* DOCUMENT EXCERPT
=-=-=-=-=

# Precision Mathews TL Lathe



## Andy Gawlak (Nov 26, 2022)

Good afternoon. I am looking to speak with some one who owns a 1440, 1640, or 1660 TL Lathe. Please let me know if you can help.
Thank you.


----------



## Tom O (Nov 26, 2022)

What’s your problem? Is probably the place to start.


----------



## Andy Gawlak (Nov 26, 2022)

Tom O said:


> What’s your problem? Is probably the place to start.


Thinking of buying one for my self.


----------



## David_R8 (Nov 26, 2022)

Not sure there’s a lot of folks here with one due to the costs
of  getting  one into Canada.
You might try asking on the Hobby Machinist forum as there are many PM lathe owners there and a dedicated sub-forum for Precion Matthews.


----------



## DPittman (Nov 26, 2022)

Andy Gawlak said:


> Thinking of buying one for my self.


They are good, buy one.


----------



## Andy Gawlak (Nov 27, 2022)

David_R8 said:


> Not sure there’s a lot of folks here with one due to the costs
> of  getting  one into Canada.
> You might try asking on the Hobby Machinist forum as there are many PM lathe owners there and a dedicated sub-forum for Precion Matthews.


I have done that as well David. Thanks.


----------



## Degen (Nov 27, 2022)

Do your research, Grizzly, PM, King, BB all draw from the same supplier.  It comes down to level of options they select.  In some cases the value is not from the one you suspect, in other cases its a false value.

Do you research.


----------



## TorontoBuilder (Nov 27, 2022)

Degen said:


> Do your research, Grizzly, PM, King, BB all draw from the same supplier.  It comes down to level of options they select.  In some cases the value is not from the one you suspect, in other cases its a false value.
> 
> Do you research.


well I have to hand it to Andy, he is trying to do his research... and I bet that what he found out to date is that out of the choices you listed PM is the best. 

Then ran up against the downfall of PM's single showroom for the entire USA. Sure it saves overhead and allows for better pricing, but for people with a need to see with their own eyes and feel with their own hands it is a huge barrier to purchasing their products.

That said Andy, I've seen a couple in person and they're a fine lathe.

=-=-=-=-=

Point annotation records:

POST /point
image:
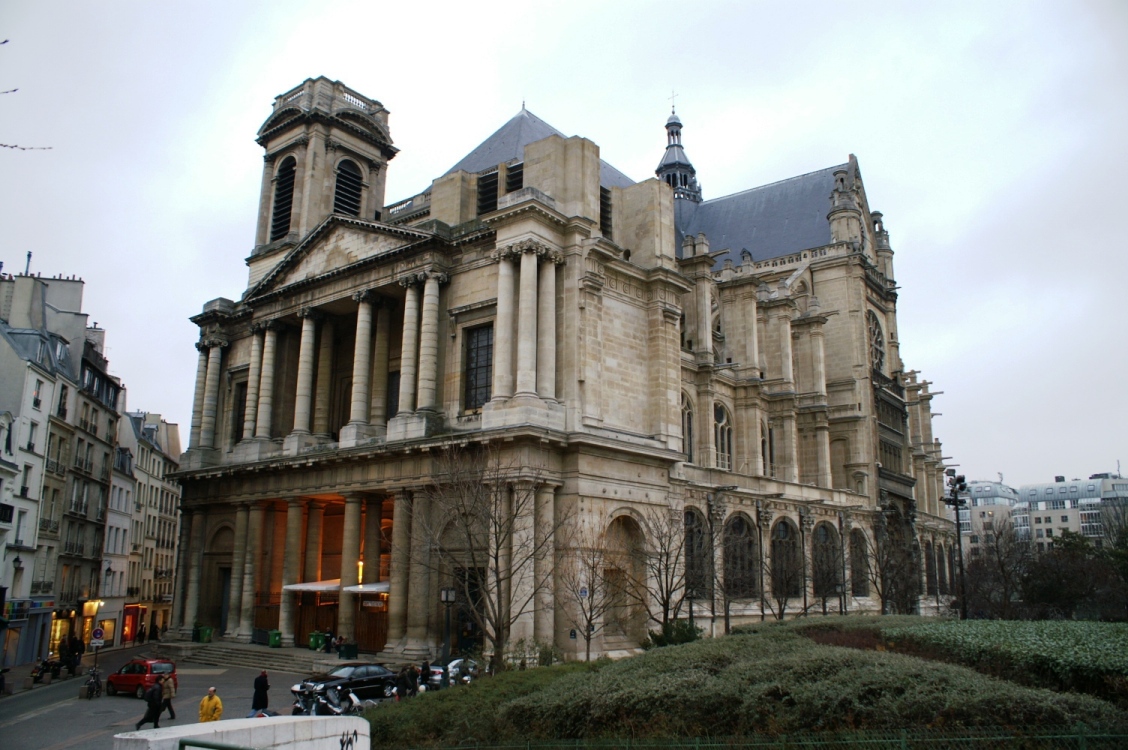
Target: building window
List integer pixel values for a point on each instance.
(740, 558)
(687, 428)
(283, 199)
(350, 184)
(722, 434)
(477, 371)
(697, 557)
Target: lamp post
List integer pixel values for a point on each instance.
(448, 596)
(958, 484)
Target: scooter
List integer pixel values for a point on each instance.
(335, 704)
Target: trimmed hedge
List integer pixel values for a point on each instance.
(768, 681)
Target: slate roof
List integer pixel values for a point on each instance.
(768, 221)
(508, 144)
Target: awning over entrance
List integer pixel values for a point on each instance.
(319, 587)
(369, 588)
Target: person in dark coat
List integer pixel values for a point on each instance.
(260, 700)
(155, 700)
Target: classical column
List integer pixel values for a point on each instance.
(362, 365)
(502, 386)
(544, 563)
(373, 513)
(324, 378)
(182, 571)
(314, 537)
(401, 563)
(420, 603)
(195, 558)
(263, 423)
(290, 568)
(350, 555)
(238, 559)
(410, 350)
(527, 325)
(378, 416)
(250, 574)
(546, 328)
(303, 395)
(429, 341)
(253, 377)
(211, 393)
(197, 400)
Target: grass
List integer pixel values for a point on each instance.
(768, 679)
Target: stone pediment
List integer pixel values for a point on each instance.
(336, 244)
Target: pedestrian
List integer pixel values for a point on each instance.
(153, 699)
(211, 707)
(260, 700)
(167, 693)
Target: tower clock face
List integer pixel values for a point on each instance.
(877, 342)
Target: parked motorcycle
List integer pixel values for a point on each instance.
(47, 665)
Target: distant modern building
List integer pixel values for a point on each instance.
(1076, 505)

=-=-=-=-=

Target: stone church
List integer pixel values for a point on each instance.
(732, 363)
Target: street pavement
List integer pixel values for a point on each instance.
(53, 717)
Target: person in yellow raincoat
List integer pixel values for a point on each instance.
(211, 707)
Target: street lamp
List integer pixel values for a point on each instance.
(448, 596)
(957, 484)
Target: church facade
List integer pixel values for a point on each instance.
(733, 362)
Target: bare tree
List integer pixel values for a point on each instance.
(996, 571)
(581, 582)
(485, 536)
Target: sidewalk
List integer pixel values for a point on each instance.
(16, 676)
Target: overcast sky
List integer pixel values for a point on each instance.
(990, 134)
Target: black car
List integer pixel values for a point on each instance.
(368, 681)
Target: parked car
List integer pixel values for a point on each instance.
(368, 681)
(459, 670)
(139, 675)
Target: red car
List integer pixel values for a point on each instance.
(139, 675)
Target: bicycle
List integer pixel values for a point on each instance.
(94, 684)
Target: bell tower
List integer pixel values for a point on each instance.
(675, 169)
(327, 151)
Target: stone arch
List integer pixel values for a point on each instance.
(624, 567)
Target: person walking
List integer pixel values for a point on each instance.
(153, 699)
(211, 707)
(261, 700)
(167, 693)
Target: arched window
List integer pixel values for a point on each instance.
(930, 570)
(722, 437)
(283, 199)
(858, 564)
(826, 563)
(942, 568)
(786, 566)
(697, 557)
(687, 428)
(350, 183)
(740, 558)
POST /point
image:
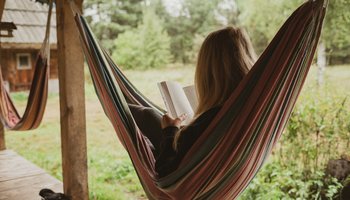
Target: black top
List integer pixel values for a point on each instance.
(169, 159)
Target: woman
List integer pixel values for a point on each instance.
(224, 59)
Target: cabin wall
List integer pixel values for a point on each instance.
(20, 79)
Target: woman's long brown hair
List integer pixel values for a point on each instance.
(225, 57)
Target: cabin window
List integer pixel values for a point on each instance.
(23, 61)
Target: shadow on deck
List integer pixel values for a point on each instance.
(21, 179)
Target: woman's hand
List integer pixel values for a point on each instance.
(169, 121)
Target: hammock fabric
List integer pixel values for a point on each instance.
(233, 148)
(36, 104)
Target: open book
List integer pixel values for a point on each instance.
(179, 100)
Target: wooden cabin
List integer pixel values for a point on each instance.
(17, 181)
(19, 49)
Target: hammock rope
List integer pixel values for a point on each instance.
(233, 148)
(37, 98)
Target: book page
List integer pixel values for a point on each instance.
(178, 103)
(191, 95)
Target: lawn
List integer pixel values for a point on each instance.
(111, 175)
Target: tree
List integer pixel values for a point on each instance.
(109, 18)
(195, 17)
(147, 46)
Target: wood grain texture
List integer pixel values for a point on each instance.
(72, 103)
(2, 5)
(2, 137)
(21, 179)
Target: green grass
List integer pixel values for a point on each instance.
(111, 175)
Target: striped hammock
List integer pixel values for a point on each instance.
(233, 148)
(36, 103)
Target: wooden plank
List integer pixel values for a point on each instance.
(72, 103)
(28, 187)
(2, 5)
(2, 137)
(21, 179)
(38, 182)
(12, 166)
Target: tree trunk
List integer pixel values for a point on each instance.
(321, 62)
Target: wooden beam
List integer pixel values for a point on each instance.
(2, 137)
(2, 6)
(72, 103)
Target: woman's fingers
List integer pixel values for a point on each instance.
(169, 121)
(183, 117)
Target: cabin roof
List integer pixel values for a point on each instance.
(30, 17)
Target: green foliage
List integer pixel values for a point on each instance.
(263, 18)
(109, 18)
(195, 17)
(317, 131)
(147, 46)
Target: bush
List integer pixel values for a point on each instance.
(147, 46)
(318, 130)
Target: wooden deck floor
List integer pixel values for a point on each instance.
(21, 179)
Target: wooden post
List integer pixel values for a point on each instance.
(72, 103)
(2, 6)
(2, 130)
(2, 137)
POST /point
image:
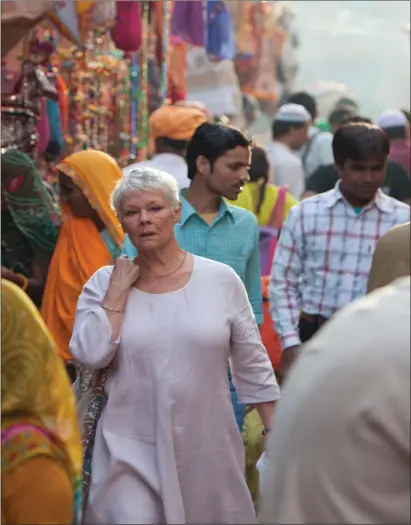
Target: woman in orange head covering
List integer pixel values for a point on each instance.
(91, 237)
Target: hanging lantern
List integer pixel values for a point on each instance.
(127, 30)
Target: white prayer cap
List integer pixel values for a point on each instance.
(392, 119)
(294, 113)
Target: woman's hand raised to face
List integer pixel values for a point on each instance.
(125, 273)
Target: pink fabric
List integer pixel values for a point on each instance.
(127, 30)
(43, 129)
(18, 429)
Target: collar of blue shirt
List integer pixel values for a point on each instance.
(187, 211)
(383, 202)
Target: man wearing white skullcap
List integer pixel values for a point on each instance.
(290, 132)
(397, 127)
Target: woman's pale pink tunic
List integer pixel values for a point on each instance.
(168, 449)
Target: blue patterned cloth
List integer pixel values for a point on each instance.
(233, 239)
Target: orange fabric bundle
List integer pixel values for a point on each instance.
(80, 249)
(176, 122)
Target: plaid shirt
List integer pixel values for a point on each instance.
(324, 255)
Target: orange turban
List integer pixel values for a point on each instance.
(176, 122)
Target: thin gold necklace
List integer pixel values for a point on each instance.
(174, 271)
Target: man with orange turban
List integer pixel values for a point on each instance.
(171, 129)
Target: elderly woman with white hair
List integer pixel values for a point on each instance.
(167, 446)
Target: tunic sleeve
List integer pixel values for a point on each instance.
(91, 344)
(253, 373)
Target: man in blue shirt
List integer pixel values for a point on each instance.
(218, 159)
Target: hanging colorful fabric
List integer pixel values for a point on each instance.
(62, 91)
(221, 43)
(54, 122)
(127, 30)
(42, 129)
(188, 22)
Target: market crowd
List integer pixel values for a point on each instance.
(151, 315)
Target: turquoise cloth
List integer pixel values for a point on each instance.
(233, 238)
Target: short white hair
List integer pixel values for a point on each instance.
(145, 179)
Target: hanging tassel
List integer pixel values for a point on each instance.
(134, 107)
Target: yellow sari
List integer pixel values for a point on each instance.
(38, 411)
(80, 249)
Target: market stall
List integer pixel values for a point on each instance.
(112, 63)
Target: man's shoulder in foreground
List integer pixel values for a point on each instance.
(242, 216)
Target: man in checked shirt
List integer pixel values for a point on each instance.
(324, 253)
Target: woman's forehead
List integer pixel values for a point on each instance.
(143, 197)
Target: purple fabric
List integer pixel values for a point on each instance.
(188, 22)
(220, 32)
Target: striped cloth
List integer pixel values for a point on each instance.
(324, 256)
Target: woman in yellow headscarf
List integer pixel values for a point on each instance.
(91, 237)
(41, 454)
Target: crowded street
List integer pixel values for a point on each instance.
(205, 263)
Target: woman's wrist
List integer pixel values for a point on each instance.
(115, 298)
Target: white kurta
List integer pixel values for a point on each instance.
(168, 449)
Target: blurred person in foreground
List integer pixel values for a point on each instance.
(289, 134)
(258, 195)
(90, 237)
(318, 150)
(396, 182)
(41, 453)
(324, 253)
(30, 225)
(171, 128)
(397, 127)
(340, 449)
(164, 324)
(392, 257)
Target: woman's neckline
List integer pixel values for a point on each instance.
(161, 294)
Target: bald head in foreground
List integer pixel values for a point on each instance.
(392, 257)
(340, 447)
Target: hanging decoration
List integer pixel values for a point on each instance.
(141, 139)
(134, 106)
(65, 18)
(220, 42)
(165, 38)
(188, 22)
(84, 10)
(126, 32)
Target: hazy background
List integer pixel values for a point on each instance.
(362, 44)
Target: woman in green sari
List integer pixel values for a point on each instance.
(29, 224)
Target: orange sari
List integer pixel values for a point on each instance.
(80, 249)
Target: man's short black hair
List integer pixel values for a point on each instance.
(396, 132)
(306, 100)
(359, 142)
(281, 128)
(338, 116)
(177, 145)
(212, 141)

=-=-=-=-=

* SET TASKS
1. Reproduce everything in the lathe thread from "# Precision Mathews" down to "you can help.".
2. Which three TL lathe models does Andy Gawlak ask about in the lathe thread?
3. Summarize the lathe thread in two sentences.
The records aren't needed here.

* SOLUTION LIST
1.
# Precision Mathews TL Lathe



## Andy Gawlak (Nov 26, 2022)

Good afternoon. I am looking to speak with some one who owns a 1440, 1640, or 1660 TL Lathe. Please let me know if you can help.

2. The 1440, 1640, and 1660.

3. Andy Gawlak is thinking of buying a Precision Mathews TL lathe and asks to speak with someone who owns a 1440, 1640, or 1660. Replies point him to the Hobby Machinist forum, tell him to do his research because several brands draw from the same supplier, and call the lathes good, though PM has a single showroom for the entire USA.